Written instruction: Count the lines in the entries that contain the string "chair", matching case exactly, and give only the number.

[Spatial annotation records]
==============================
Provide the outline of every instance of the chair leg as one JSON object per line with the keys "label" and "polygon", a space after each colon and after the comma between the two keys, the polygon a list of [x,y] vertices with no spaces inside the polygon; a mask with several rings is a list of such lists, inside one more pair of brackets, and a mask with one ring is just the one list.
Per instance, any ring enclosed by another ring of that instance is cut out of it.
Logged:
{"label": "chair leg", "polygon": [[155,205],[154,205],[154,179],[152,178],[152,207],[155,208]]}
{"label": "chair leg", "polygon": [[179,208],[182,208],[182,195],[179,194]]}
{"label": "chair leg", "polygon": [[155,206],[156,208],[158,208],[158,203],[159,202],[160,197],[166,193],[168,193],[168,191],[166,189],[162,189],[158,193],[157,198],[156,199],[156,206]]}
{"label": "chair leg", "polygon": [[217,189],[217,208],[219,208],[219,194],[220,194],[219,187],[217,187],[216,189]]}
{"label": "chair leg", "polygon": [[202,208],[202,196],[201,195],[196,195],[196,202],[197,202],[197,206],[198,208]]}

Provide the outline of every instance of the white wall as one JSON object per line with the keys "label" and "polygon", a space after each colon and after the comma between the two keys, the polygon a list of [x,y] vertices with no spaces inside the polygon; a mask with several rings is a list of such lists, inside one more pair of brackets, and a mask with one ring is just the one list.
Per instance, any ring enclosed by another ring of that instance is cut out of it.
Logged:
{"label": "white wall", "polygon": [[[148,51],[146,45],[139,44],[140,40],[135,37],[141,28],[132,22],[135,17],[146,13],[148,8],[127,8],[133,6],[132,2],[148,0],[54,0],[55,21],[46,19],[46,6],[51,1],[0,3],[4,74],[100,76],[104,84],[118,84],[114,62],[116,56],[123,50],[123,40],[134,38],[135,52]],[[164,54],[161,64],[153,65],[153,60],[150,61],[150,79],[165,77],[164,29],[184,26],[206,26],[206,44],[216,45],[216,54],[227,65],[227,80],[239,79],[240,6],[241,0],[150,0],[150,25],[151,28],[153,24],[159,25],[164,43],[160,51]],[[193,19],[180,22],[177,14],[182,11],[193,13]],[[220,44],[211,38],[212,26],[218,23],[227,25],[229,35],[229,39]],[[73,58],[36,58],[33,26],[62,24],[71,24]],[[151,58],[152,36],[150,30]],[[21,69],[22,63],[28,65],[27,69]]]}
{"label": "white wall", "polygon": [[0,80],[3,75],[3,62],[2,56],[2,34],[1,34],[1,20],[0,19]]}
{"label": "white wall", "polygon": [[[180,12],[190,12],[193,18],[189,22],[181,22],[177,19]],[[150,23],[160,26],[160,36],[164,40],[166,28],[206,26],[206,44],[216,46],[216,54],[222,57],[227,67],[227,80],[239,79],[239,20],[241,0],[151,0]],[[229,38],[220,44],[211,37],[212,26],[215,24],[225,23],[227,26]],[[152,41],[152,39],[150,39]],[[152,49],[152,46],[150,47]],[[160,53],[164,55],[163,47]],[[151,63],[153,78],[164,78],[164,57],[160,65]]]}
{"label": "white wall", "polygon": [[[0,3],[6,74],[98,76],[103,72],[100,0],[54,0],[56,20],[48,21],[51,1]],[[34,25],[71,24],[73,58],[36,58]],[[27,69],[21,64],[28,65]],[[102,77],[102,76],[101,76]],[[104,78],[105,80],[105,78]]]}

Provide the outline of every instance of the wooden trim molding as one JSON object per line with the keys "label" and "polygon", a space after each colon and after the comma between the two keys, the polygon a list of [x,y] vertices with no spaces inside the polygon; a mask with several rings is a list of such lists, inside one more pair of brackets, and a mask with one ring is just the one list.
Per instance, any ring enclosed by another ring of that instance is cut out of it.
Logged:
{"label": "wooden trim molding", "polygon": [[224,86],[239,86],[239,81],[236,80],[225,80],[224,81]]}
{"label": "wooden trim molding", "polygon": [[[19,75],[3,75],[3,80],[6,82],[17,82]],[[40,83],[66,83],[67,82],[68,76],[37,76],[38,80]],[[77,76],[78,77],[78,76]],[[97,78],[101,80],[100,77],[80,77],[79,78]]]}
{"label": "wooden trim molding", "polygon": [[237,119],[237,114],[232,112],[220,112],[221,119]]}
==============================
Written response: 6